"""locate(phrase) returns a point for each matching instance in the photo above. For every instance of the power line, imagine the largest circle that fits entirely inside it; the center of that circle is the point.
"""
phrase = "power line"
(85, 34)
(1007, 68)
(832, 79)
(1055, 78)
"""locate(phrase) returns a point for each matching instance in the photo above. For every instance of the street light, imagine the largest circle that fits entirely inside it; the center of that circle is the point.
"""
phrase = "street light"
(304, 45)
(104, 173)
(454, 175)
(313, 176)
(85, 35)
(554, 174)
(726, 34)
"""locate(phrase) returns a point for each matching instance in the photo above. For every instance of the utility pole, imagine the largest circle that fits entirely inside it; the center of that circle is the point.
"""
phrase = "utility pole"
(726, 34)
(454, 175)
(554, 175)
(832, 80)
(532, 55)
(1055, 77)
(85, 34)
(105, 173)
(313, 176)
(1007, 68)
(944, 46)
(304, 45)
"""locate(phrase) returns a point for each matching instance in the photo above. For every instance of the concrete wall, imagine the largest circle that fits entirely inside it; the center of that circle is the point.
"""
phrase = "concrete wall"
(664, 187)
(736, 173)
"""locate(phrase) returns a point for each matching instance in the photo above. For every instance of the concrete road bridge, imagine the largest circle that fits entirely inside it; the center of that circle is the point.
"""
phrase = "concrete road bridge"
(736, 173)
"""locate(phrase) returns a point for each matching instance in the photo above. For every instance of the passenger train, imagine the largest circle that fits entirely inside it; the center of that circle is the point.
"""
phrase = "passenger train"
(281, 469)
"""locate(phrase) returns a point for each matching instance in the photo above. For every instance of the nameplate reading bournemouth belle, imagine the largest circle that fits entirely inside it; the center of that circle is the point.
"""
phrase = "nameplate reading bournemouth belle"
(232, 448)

__________________________________________________

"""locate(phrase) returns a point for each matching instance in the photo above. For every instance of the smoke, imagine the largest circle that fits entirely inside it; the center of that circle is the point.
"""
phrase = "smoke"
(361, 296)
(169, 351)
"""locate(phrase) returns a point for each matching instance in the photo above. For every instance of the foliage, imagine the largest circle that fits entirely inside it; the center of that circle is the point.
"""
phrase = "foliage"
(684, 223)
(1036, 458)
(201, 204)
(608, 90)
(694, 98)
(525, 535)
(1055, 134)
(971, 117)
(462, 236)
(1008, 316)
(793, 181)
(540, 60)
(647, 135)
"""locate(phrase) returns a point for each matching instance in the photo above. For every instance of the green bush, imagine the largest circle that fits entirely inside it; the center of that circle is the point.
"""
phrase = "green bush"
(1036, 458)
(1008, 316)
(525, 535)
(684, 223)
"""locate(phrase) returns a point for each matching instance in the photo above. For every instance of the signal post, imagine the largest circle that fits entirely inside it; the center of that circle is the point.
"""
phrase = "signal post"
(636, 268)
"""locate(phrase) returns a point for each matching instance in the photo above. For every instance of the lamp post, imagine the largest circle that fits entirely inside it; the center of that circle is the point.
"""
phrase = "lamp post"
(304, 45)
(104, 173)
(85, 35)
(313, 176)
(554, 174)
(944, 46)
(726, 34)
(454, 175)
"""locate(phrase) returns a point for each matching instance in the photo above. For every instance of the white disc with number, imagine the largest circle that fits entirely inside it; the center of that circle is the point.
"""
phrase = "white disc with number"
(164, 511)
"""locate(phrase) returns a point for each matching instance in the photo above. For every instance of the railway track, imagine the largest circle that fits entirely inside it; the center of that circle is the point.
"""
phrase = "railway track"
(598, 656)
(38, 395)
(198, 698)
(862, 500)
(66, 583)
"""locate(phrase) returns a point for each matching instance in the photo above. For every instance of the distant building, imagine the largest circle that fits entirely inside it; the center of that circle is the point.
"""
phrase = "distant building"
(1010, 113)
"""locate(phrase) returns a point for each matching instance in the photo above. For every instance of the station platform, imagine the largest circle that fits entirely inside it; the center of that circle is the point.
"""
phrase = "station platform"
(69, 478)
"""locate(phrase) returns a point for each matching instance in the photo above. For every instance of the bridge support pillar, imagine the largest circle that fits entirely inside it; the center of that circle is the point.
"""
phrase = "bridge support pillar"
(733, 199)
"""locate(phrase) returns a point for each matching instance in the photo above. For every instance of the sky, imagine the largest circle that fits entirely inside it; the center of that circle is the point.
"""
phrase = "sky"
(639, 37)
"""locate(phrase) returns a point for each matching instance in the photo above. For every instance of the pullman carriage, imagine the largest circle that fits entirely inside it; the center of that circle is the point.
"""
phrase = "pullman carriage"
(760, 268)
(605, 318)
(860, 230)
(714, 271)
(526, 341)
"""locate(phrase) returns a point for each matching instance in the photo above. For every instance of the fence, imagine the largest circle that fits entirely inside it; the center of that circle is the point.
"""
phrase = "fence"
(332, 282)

__________________________________________________

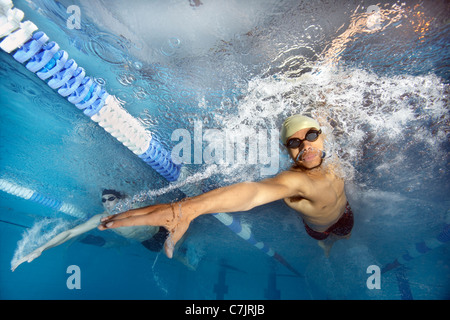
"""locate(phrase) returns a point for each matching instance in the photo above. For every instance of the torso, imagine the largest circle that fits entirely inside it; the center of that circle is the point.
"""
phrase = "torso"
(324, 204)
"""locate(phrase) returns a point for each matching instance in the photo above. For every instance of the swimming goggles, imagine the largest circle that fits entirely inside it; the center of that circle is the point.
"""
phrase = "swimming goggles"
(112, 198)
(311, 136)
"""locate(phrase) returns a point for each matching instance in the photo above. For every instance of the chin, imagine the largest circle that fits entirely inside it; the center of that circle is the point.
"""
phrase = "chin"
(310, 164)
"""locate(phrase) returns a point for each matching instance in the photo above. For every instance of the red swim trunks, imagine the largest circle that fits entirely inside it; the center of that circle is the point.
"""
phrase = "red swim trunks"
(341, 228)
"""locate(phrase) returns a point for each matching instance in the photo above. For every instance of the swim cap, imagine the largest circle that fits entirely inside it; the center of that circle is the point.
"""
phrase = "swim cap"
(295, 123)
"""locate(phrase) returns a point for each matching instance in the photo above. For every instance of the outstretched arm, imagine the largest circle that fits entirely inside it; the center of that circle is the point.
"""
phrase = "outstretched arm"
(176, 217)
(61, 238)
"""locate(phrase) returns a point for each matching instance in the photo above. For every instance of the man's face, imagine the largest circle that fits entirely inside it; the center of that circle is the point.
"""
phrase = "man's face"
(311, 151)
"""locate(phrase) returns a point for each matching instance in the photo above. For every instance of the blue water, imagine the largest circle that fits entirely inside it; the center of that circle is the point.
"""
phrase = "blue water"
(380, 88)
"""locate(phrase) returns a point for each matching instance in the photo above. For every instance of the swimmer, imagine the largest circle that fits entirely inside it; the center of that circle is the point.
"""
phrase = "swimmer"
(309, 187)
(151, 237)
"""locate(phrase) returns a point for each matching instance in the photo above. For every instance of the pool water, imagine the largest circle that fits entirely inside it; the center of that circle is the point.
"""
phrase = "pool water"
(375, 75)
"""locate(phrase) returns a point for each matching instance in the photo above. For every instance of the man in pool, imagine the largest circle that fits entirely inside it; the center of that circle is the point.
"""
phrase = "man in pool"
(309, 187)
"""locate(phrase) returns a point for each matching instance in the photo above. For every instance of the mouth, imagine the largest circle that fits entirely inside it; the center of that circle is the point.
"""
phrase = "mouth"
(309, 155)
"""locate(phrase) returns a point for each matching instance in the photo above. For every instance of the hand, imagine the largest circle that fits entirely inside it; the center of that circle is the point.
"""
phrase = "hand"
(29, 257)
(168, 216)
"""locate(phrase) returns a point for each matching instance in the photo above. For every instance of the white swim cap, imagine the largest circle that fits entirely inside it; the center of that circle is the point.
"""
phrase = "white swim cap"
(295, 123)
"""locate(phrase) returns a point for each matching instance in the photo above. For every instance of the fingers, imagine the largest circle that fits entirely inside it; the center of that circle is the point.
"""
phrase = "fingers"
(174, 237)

__________________________________________________

Pick out each line in the items above that contains the word "outstretched", and copy those lines.

"""locate(phrase) returns a point for each matching instance in the photo above. For every instance of the outstretched arm, imagine the largest circle that fits entirely inside it; the center of that circle is the point.
phrase = "outstretched arm"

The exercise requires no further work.